Give the lines of the data below as a numbered list, skipping any blank lines. Leave the pictures out of your answer.

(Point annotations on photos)

>> begin

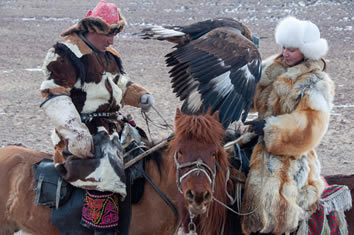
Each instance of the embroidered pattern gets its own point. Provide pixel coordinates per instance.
(100, 211)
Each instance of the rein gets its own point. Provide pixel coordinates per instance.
(198, 166)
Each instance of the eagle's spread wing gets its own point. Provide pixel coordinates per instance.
(219, 70)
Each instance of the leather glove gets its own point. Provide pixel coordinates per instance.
(256, 126)
(146, 101)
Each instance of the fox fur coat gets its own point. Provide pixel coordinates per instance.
(284, 184)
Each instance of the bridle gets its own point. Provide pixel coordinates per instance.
(198, 166)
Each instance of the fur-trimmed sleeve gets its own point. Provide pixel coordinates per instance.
(132, 92)
(60, 74)
(301, 130)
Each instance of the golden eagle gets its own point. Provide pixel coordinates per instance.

>> end

* _Reply to the exercise_:
1. Each instance of the embroidered pattern gets its own point. Provide pixel coordinates per instance.
2. (100, 211)
3. Each instance of the rein gets its own point. Provide pixel coordinates per instance.
4. (198, 166)
5. Each instance of the eagle's spread wing gets its own point. Provide pixel coordinates per instance.
6. (219, 70)
7. Each instance of the leather glove gets its own point. Provide pixel coordinates per instance.
8. (256, 126)
9. (146, 101)
10. Each instance of the fox fur coat gets its own point. Provide pixel coordinates per instance.
11. (284, 184)
12. Each instance of the bridle gets its own point. Provide pixel coordinates per instance.
13. (198, 166)
14. Each instance of the fur-trimmed sleeve gets its own point. Provide pixel coordinates per instance.
15. (132, 92)
16. (60, 74)
17. (301, 130)
18. Each instance of the golden eagle gets its own point. Provide pixel coordinates per instance.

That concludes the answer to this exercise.